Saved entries
>> BEGIN

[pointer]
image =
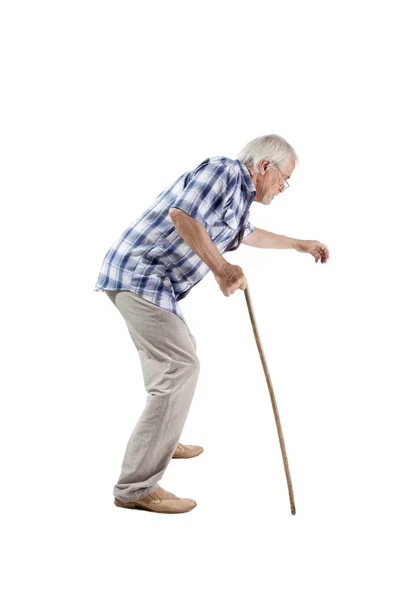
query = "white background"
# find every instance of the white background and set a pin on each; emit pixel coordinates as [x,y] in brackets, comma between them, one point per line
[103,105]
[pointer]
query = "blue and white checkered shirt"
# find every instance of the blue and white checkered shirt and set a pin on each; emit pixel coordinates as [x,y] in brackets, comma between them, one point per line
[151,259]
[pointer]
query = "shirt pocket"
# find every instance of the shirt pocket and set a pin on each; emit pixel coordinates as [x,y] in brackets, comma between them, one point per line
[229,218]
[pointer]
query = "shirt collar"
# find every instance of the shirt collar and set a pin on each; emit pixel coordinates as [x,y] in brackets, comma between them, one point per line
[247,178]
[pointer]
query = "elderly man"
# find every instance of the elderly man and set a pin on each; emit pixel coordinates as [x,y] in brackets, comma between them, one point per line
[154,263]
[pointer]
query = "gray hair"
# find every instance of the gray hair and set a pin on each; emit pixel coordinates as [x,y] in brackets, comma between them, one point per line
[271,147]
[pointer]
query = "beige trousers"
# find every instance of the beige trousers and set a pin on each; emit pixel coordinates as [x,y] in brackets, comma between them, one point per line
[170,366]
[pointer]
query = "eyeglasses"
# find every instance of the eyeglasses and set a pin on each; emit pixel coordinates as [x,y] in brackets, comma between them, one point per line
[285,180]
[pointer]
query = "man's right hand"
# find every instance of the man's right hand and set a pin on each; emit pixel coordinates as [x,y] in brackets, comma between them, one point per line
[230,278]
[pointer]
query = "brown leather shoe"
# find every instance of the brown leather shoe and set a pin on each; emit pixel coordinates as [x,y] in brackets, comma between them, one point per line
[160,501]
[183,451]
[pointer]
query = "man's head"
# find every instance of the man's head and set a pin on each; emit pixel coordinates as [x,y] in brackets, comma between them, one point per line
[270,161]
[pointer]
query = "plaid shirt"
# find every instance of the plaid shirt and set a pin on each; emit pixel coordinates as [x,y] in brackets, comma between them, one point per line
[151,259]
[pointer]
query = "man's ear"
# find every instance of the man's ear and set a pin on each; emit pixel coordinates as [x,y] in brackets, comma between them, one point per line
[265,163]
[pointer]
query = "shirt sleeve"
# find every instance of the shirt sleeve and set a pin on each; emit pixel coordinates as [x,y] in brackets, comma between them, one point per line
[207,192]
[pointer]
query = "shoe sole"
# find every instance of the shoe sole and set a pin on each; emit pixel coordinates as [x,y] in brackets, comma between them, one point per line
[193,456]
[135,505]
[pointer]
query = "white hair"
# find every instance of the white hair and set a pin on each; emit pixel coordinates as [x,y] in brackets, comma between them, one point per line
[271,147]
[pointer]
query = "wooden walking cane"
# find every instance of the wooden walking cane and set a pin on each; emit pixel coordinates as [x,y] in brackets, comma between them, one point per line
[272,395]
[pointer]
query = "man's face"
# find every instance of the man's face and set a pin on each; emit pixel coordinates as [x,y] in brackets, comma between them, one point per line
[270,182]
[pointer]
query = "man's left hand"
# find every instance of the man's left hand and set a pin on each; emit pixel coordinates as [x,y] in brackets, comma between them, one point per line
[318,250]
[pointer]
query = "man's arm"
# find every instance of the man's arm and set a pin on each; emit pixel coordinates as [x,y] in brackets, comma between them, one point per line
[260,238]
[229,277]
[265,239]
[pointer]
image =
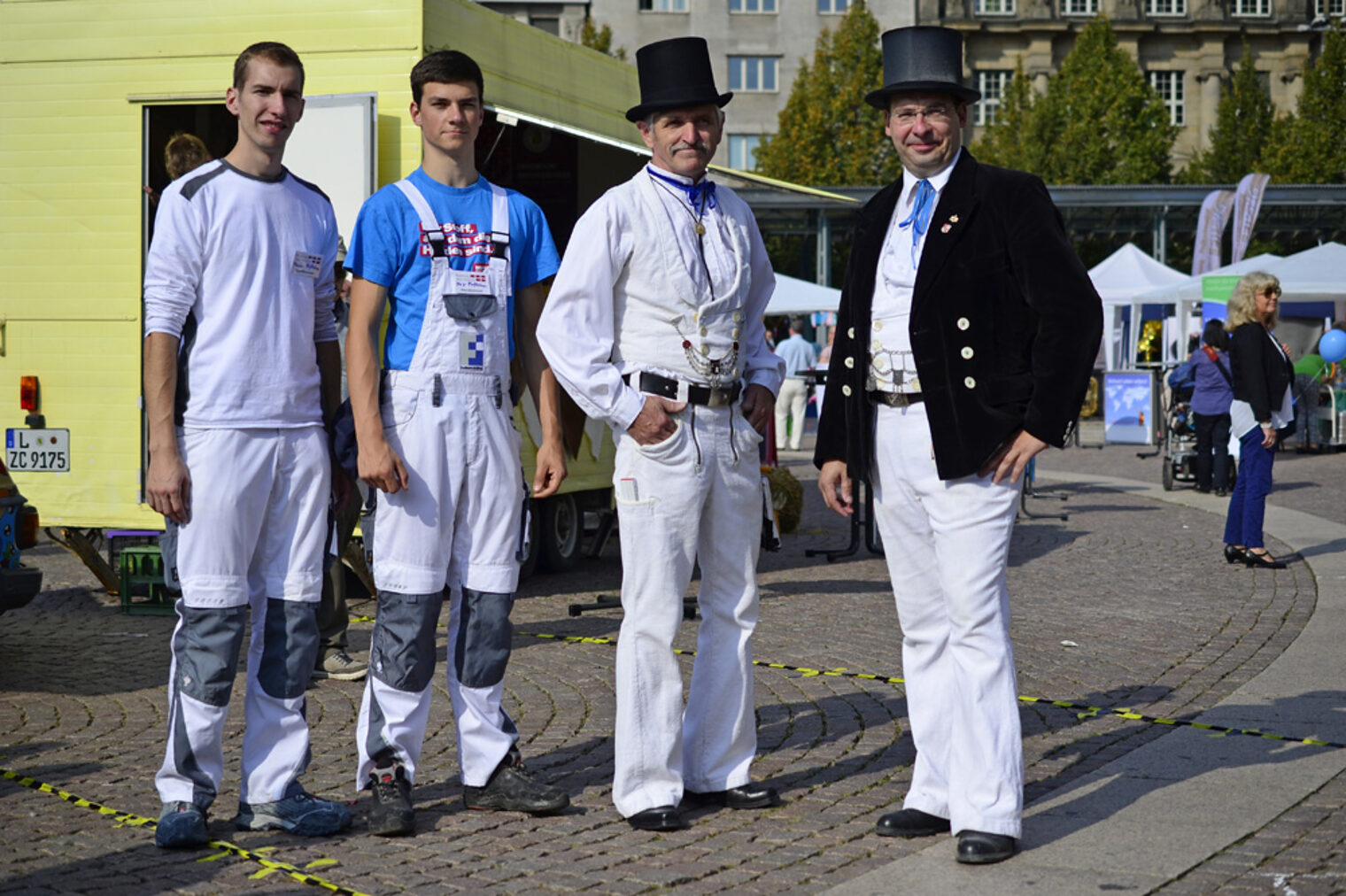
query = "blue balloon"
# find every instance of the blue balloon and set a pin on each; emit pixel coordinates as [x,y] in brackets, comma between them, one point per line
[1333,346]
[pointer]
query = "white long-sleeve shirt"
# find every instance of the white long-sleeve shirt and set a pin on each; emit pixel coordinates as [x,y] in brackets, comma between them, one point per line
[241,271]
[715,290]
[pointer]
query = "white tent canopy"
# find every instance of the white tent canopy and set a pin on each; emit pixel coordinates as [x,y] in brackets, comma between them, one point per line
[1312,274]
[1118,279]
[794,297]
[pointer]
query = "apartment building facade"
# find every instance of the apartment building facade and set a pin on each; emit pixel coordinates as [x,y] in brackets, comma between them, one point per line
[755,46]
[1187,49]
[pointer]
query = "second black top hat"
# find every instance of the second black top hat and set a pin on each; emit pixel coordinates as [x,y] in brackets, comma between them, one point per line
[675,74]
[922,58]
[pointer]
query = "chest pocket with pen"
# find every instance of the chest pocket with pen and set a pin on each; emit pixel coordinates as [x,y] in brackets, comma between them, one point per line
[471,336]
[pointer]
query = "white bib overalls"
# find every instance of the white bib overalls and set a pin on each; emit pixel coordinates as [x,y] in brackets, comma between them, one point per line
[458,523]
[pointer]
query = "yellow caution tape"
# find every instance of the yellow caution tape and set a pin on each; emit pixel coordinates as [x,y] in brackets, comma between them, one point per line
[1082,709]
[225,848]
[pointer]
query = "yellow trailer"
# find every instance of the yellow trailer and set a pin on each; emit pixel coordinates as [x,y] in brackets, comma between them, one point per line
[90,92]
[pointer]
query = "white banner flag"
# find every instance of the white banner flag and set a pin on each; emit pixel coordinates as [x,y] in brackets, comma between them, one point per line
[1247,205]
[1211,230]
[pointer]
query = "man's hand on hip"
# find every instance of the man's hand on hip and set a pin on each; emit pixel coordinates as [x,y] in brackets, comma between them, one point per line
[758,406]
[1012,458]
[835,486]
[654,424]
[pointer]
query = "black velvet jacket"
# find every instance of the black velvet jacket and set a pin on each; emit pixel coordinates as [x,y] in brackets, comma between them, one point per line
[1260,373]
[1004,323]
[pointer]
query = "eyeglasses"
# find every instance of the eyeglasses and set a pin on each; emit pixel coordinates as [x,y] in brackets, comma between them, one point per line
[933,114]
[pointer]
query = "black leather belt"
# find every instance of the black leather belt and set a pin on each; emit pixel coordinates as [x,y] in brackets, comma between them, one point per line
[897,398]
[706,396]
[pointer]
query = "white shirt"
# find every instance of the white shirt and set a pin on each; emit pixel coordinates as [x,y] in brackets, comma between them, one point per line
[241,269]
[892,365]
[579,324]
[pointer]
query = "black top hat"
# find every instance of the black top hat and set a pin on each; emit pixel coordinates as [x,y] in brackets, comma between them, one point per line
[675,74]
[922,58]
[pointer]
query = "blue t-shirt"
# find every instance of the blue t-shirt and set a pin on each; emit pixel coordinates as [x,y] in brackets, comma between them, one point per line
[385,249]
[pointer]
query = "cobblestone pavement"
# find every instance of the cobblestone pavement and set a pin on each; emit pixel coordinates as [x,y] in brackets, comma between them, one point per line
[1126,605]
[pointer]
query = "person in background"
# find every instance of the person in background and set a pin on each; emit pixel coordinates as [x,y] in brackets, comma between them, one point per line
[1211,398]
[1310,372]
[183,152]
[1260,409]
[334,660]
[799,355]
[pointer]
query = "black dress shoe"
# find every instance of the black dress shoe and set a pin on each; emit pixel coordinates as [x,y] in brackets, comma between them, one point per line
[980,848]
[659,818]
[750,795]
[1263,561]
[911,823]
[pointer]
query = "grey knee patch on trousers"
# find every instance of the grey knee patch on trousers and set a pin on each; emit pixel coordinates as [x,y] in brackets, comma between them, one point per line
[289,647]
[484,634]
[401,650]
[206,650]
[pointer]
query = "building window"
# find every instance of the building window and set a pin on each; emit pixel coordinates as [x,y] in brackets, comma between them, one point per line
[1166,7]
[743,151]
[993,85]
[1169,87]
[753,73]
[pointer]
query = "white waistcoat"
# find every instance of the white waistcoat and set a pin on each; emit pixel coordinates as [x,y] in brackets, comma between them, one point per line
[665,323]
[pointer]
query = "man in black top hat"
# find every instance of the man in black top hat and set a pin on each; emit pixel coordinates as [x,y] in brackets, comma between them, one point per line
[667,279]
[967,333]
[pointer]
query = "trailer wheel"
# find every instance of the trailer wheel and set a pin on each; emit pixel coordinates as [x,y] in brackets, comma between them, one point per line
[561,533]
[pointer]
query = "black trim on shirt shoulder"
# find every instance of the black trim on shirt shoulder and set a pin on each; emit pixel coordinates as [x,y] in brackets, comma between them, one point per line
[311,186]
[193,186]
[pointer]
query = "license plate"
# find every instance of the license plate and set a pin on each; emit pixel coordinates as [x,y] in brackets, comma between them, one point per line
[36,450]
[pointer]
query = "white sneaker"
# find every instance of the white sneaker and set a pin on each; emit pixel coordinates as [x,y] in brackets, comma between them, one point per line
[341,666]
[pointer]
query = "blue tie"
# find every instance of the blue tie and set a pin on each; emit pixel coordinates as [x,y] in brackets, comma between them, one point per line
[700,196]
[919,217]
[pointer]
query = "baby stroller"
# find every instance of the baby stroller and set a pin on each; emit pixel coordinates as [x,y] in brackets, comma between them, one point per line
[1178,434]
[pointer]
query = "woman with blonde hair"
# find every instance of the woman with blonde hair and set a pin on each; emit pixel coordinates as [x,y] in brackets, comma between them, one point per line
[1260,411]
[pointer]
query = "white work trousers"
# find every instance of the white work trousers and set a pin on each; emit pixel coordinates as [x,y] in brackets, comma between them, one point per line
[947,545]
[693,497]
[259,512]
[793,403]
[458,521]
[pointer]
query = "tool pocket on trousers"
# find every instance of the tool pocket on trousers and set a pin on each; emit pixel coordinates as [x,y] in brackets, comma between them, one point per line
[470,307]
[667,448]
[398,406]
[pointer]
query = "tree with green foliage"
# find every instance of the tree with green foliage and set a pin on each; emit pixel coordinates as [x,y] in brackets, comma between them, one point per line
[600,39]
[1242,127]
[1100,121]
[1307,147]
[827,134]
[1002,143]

>> END

How many lines in the listing above contain the string "green", where case counts? Reply with the number alone.

**The completed task**
2